SUPPLIED MATERIAL:
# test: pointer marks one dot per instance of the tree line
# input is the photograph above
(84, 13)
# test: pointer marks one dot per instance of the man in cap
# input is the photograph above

JOB: Please rewrite the lines above, changing every "pointer" to "cursor" and keeping everything else the same.

WRITTEN RESPONSE:
# test: cursor marks one dot per instance of the tree line
# input is the photograph above
(84, 13)
# test: cursor marks one dot per instance of the man in cap
# input is the photograph above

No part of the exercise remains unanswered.